**What this task involves:** Output the entire listing that follows verbatim.

**Material for this exercise:**

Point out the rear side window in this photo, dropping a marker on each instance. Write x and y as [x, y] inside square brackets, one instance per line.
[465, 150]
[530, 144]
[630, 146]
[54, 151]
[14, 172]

**Task output:**
Point out the rear side window in this photo, dropping a marker on each instance. Write x and y as [x, y] inside square brackets, one instance per line.
[465, 150]
[530, 144]
[630, 146]
[54, 151]
[14, 172]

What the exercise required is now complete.